*Aim of the exercise*: Once the pictures are set aside, reproduce all of the records exactly.
# # # #
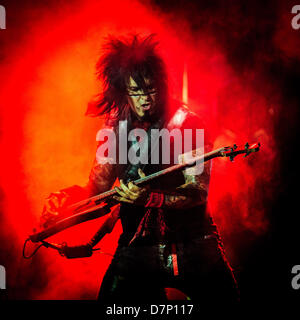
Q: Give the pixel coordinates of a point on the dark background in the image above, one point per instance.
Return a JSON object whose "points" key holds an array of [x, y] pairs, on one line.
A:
{"points": [[245, 30]]}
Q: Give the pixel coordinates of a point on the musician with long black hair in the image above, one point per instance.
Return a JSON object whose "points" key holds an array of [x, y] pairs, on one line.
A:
{"points": [[169, 239]]}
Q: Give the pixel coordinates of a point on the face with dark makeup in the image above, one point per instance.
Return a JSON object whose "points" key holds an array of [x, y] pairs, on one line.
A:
{"points": [[142, 101]]}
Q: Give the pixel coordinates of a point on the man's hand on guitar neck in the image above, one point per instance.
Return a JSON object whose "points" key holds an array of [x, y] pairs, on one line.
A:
{"points": [[53, 204], [131, 193]]}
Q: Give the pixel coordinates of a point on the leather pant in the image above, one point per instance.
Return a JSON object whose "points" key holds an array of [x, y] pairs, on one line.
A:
{"points": [[198, 269]]}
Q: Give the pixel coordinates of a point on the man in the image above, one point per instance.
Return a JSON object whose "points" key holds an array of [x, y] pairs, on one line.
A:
{"points": [[168, 239]]}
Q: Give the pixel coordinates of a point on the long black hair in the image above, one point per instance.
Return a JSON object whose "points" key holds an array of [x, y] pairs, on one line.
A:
{"points": [[135, 57]]}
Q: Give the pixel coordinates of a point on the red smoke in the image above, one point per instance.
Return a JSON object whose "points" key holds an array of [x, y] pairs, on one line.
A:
{"points": [[48, 144]]}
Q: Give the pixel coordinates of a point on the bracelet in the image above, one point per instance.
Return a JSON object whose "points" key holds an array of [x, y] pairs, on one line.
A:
{"points": [[156, 200]]}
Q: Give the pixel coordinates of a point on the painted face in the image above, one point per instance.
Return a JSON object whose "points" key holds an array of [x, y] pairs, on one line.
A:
{"points": [[141, 102]]}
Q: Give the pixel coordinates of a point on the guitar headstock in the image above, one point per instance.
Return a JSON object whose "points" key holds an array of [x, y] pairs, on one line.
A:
{"points": [[234, 150]]}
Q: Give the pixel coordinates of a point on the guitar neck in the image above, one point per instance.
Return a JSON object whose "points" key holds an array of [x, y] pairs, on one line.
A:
{"points": [[142, 181]]}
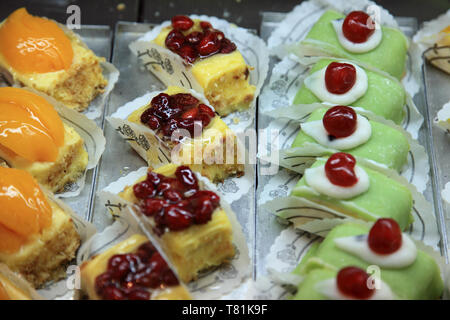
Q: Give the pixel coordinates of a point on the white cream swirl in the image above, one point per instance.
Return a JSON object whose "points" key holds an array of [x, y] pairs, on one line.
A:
{"points": [[317, 131], [358, 246], [317, 179], [371, 43], [329, 289], [316, 83]]}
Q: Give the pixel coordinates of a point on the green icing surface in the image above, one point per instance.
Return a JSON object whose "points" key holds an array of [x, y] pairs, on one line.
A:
{"points": [[420, 280], [386, 145], [384, 96], [389, 55], [385, 198]]}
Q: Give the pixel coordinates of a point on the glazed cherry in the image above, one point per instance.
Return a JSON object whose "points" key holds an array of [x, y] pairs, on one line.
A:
{"points": [[227, 46], [187, 177], [129, 276], [385, 236], [188, 53], [340, 169], [179, 111], [196, 44], [183, 100], [340, 121], [175, 40], [357, 27], [205, 25], [340, 77], [174, 204], [152, 206], [177, 218], [209, 45], [144, 190], [352, 282], [182, 22]]}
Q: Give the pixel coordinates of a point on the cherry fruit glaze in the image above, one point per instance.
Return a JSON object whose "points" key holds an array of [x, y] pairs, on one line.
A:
{"points": [[179, 111], [196, 44], [129, 276], [385, 236], [357, 28], [352, 282], [340, 77], [340, 121], [340, 169], [175, 203]]}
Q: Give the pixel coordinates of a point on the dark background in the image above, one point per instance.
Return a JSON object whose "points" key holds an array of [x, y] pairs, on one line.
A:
{"points": [[245, 13]]}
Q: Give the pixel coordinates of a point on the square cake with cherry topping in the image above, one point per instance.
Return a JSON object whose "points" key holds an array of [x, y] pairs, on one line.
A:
{"points": [[214, 61], [131, 270], [194, 230]]}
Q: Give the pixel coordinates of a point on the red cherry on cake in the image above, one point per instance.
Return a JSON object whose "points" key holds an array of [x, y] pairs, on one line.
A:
{"points": [[385, 236], [352, 282], [175, 40], [182, 22], [209, 45], [340, 77], [340, 169], [357, 28], [340, 121]]}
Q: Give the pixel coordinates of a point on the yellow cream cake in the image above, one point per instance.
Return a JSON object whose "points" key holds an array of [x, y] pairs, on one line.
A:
{"points": [[194, 246], [97, 285], [224, 77], [36, 52], [37, 238], [50, 150], [216, 138]]}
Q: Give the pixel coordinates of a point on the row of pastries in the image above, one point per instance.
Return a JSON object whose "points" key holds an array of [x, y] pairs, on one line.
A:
{"points": [[355, 126]]}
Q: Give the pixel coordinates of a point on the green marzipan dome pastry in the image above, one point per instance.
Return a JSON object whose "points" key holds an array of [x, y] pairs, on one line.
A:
{"points": [[385, 198], [384, 96], [386, 145], [419, 281], [389, 56]]}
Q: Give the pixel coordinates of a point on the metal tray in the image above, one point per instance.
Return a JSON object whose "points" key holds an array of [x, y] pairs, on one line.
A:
{"points": [[98, 39], [260, 228], [437, 93]]}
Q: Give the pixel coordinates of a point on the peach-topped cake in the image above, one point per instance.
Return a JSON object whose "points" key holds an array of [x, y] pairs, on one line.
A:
{"points": [[176, 110], [194, 229], [131, 270], [37, 238], [38, 53], [214, 60], [34, 138]]}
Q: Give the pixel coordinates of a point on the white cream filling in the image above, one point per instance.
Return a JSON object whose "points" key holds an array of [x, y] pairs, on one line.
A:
{"points": [[317, 179], [316, 83], [359, 246], [317, 131], [371, 43], [330, 290]]}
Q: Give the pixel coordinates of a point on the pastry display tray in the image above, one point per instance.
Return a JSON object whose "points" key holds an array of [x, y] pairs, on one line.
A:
{"points": [[260, 227]]}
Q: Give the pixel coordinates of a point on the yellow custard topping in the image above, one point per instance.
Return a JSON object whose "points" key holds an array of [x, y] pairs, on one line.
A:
{"points": [[33, 44]]}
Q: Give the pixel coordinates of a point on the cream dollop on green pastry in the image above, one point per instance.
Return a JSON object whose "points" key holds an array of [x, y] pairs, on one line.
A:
# # # #
*Answer box*:
Q: Give the pixel coordinates of a point on the dark background in the image above, one point per instance.
Return a JSON object whose "points" key holds an array of [x, y] pairs, on one line.
A:
{"points": [[245, 30]]}
Q: Give the pixel coordinates of a point on the musician with long black hair in the image above, one point per instance.
Return a JSON object whose "points" key holds an array of [x, y] pairs, on one line.
A:
{"points": [[169, 239]]}
Q: Give the pixel coordinates of a point on the face with dark makeup in the image above, one point per instance.
Return a JSON object whose "points" key holds an array of [x, y] pairs, on one line.
A:
{"points": [[142, 101]]}
Q: Give the pixel coordinates of a point on the man's hand on guitar neck in the image above, one point per instance.
Return a JSON object whose "points" key holds an array of [x, y] pairs, on one line.
A:
{"points": [[53, 204], [131, 193]]}
Q: Give the pixel coordinates of a point on the leather pant in the image above, one point per instance.
Return a JSON object whose "points" key holds an array of [x, y] pairs, on one line.
A:
{"points": [[198, 269]]}
Q: Give the pixel coordinates of a point on the man in the image above, one point per instance.
Return a JSON object whose "points" key holds an array of [x, y] pairs, on one line.
A:
{"points": [[168, 239]]}
Q: Give the pixel coordinates of a point on the long black hair in the image above, one point per instance.
Return a JSON object whose "points" key holds an array of [x, y] pairs, on one line.
A:
{"points": [[135, 57]]}
Q: Give the pixel coordinates of a point on the red smoke in the image above, one point per instance.
Return a JSON object whose "points" key holds an array of [x, y] pairs, on one line.
A:
{"points": [[48, 144]]}
Q: Give the pixel coordinates of a point on the bracelet in the image above, one point per instance.
Return a JSON object whose "points" key holds an array of [x, y] pairs, on one line.
A:
{"points": [[156, 200]]}
Q: Give the pixel coordinates of a point on the painted face in the image above, one point per instance.
Return a JSON object whose "points" key holds an array of [x, y] pairs, on one line.
A:
{"points": [[141, 102]]}
Q: Give the pixel coordinates of a point on the guitar headstock in the image above, one point per instance.
Return a JSON object whose "points" key holds an array of [x, y] pairs, on one line.
A:
{"points": [[234, 150]]}
Q: Give the pixel coordinates of a point on the guitar neck in the image above, one point per instance.
Return a JSON object whose "points" key holds an array of [x, y] pairs, on one line.
A:
{"points": [[142, 181]]}
Q: Give the pixel coordinates of a point on the white cream swirl in the image above, one point per instance.
Return a JSON object whose "points" key holds an array of [x, y] pairs, on one line.
A:
{"points": [[317, 131], [358, 246], [317, 179], [371, 43], [329, 289], [316, 83]]}
Q: Give the pixel coordinates of a point on the green icing surface in the image above, one point per instance.
Return a JSON object whose "points" key holds an array of [x, y] pairs, on one line.
A:
{"points": [[420, 280], [386, 145], [384, 96], [389, 55], [385, 198]]}
Q: Give the pixel coordinates of a point on the glazed cherry in the image above, one point per instance.
Return a JSON object whose "points" key holds an array of [x, y] pairs, on one line.
A:
{"points": [[227, 46], [187, 177], [129, 276], [385, 236], [188, 53], [340, 169], [179, 111], [196, 44], [183, 100], [340, 121], [175, 40], [357, 27], [205, 25], [340, 77], [174, 204], [152, 206], [177, 218], [209, 45], [144, 190], [352, 282], [182, 22]]}
Q: Give the pixel coordinates of a point on the cherry fruit glaze in the image above, one point per instance.
Return a JSON object whose "points" key holds an array of [x, y] pairs, on one line.
A:
{"points": [[179, 111], [196, 44], [129, 276], [385, 236], [357, 28], [352, 282], [340, 77], [340, 121], [340, 169], [175, 203]]}
Q: Give the pixel coordinates of a point on the dark background in the image above, one point per instance.
Return a JSON object whose "points" key holds an array of [x, y] pairs, on one line.
A:
{"points": [[245, 13]]}
Q: Give the pixel coordinates of a point on the square cake with cherry topping in the image above, one point per instance.
Return a JSON object whose "points" key holds an array of [x, y] pairs, on one line.
A:
{"points": [[214, 61], [131, 270], [194, 230]]}
Q: Give the pixel coordinates of a point on the red cherry on cake in the image above, one point per instance.
Return a JSON object whose "points" key holds an array of [x, y] pairs, on one line.
A:
{"points": [[385, 236], [352, 282], [175, 40], [182, 22], [209, 45], [340, 77], [340, 169], [357, 28], [340, 121]]}
Q: Give the pixel coordinates of a point on the yellow cream cake in the image above, one point per instance.
Return a JSON object whose "points" key holds an array of [x, y] pairs, on one line.
A:
{"points": [[194, 246], [97, 285], [224, 77], [36, 52], [37, 238], [50, 150], [216, 138]]}
Q: Give the pixel coordinates of a point on the row of pastries in the image above, one point per instance.
Return a JSON object whose "points" key holds an array of [x, y] pairs, on one line.
A:
{"points": [[355, 126]]}
Q: Give the pixel coordinates of a point on the green marzipan dome pastry in the image above, one point per instance.
Return a JSON object whose "points" key holds an array of [x, y] pairs, on one line.
A:
{"points": [[385, 198], [384, 96], [386, 145], [419, 281], [389, 56]]}
Q: Give the pixel coordinates of a point on the metal tray in the image above, one point per instance.
Return a JSON object whose "points" key holds an array of [x, y] pairs, on one line.
A:
{"points": [[98, 39], [260, 228], [437, 93]]}
Q: Give the pixel coordinates of a point on the peach-topped cake in the image above, one point per instance.
Return a JSON object whose "points" key holds an array of [x, y] pairs, on one line.
A:
{"points": [[176, 110], [194, 229], [131, 270], [37, 238], [38, 53], [214, 60], [34, 138]]}
Q: Give the pixel coordinates of a point on the white cream filling in the image above, one point per instance.
Return a JSON object whose "points" key holds an array of [x, y] pairs, on one line.
A:
{"points": [[317, 179], [316, 83], [359, 246], [317, 131], [371, 43], [330, 290]]}
Q: Give the pixel coordinates of a point on the pastry display tray in the image above, one point per instance.
Return a JSON object whose "points" key holds an array of [x, y] pairs, on one line.
A:
{"points": [[260, 227]]}
Q: Give the pixel coordinates of a point on the yellow custard topping in the image above, one point per instance.
Return a JSON object whose "points" key holds an array of [x, y] pairs, on one line.
A:
{"points": [[33, 44]]}
Q: Give the pixel coordinates of a point on the cream dollop on green pastry in the image above, one point per instance.
Return a JSON object whose "points" key holds an array of [x, y] pairs, on one line.
A:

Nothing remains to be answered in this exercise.